Start of Block

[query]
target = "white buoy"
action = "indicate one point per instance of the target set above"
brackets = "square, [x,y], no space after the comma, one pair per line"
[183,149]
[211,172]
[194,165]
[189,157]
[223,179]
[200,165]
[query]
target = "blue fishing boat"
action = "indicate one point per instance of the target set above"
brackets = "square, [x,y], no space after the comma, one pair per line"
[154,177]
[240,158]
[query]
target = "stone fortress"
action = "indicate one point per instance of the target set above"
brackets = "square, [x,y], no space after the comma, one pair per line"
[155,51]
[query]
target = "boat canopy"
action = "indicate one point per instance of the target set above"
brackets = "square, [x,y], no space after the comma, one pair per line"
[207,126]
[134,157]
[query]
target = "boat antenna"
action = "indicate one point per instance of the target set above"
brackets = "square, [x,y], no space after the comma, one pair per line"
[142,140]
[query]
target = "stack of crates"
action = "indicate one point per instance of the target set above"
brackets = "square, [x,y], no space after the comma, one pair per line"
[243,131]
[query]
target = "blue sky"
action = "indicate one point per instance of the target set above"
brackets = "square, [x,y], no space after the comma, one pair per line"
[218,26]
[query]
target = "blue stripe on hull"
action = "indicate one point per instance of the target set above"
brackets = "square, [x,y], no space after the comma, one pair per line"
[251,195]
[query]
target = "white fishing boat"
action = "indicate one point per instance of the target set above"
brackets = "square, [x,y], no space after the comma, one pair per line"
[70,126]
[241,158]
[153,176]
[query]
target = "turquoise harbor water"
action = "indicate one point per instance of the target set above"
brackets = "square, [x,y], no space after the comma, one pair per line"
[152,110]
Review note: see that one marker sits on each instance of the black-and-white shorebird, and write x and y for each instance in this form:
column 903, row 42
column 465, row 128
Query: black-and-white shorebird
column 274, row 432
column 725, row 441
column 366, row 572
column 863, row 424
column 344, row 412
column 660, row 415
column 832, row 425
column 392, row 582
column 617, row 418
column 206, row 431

End of Block
Start of Block

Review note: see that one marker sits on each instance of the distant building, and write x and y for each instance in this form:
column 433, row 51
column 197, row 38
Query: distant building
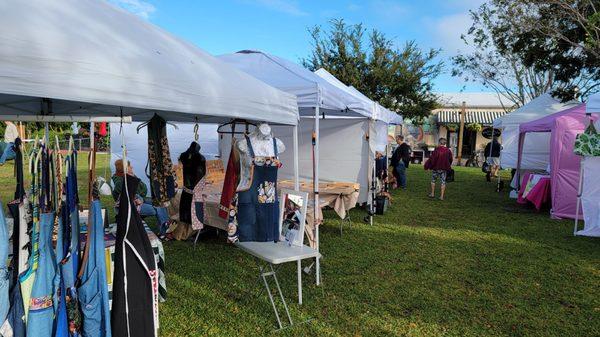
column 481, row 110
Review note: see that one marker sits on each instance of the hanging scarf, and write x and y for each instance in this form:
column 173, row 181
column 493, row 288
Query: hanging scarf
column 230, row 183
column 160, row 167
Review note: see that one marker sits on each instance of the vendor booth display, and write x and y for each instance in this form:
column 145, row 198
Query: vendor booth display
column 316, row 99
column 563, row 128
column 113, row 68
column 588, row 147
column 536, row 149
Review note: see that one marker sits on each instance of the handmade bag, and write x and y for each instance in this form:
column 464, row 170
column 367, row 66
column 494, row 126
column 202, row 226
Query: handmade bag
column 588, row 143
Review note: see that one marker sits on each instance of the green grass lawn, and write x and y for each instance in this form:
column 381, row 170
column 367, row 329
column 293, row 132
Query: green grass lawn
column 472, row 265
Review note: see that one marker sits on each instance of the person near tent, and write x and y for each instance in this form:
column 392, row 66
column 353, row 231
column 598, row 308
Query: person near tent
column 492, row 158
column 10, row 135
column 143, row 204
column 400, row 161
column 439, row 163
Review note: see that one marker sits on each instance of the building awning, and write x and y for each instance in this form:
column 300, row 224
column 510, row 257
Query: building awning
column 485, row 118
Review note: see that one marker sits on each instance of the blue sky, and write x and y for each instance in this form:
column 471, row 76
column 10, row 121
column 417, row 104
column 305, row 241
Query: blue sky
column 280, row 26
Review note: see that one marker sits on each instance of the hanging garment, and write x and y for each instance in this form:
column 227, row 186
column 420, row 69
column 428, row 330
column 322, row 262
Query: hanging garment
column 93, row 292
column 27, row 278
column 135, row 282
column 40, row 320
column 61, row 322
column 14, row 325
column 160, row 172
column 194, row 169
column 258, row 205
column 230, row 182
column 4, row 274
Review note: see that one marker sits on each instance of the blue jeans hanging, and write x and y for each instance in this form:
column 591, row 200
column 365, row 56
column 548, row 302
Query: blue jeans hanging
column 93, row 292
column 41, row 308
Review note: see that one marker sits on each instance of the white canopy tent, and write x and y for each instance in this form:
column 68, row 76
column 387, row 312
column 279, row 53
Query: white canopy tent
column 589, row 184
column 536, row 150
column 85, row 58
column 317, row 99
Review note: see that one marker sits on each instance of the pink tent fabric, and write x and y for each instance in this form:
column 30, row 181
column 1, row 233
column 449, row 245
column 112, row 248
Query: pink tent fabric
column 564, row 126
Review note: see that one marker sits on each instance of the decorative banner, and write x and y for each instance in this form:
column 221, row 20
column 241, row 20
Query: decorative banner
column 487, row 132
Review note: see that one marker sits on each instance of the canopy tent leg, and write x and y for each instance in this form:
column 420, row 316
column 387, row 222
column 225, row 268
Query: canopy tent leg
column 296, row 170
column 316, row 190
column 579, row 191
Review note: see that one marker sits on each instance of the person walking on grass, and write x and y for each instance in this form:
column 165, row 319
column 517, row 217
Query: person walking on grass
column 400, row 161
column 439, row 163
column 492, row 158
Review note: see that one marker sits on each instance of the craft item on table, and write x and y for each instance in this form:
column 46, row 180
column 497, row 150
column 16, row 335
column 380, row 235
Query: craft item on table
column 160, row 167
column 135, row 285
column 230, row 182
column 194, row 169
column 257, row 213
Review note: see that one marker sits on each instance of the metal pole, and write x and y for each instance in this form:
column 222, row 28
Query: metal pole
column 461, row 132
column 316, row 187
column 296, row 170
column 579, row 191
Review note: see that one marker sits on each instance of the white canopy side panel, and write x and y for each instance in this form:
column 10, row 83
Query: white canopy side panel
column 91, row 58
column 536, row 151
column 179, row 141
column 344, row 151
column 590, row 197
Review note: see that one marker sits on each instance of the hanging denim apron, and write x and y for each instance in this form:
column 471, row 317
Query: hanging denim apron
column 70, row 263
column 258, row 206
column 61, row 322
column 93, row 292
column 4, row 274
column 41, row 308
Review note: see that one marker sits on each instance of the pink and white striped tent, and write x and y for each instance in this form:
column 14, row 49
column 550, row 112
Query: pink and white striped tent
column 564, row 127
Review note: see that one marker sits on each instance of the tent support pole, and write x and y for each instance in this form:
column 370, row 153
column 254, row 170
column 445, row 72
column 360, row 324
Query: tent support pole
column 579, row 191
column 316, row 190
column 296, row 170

End of Block

# Task instructions:
Would you please write out, exactly and with no other lines, the stretch of the listing above from the line containing "column 380, row 235" through the line containing "column 10, row 83"?

# Task output:
column 380, row 235
Query: craft item on table
column 160, row 167
column 135, row 285
column 230, row 182
column 194, row 169
column 257, row 213
Review note: see that one marker sits on each instance of the metal pole, and write x and y for each instance in this form:
column 222, row 28
Query: metal pole
column 461, row 132
column 316, row 187
column 296, row 170
column 579, row 191
Review note: see that one marker sits on each instance of the white canopy side panel, and write x and y for each instance in this form:
column 10, row 83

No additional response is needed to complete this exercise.